## [Stated task]
Reproduce the rows starting at the line that contains "dark stage floor" and stopping after the line that contains "(1254, 847)", substituting "marker" for "keypoint" and changing nothing else.

## [Raw data]
** Begin **

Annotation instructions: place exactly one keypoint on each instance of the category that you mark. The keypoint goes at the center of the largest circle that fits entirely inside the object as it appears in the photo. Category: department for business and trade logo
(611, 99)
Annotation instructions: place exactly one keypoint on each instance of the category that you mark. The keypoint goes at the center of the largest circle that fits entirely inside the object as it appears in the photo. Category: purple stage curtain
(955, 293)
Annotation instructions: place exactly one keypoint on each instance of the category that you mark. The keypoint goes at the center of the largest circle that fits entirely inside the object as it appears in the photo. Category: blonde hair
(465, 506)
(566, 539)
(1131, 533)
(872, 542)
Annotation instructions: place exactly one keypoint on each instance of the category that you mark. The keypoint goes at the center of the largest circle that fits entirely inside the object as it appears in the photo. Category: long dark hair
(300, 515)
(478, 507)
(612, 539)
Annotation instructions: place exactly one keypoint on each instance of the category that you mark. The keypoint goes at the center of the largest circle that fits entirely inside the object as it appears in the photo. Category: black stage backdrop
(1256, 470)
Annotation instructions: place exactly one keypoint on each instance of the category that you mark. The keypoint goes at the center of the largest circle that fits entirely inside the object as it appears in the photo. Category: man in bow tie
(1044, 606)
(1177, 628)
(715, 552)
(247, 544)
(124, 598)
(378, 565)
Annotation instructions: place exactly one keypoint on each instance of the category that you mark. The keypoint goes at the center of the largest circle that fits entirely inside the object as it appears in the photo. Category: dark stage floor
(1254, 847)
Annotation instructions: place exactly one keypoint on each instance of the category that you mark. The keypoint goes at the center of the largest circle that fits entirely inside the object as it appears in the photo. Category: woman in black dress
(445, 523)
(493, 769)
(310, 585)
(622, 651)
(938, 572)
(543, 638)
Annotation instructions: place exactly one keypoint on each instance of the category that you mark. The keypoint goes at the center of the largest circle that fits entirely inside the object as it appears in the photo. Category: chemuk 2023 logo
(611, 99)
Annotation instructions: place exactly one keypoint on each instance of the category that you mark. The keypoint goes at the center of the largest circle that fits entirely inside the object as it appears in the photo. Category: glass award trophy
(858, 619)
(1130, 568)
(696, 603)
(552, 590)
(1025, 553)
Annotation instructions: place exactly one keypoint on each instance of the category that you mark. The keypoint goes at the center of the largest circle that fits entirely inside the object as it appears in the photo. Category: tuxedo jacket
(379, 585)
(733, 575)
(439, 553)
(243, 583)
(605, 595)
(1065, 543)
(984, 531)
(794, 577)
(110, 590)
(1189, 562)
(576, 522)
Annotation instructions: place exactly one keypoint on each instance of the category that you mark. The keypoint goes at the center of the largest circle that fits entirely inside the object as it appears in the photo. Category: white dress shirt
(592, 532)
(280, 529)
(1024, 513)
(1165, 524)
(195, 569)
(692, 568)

** End **

## [Answer]
Annotation instructions: place exactly one marker on each instance of the category that you mark. The marker goes at the center of the largest circle that fits entirely inside the object as it appears in the photo. Category: dark stage floor
(1254, 847)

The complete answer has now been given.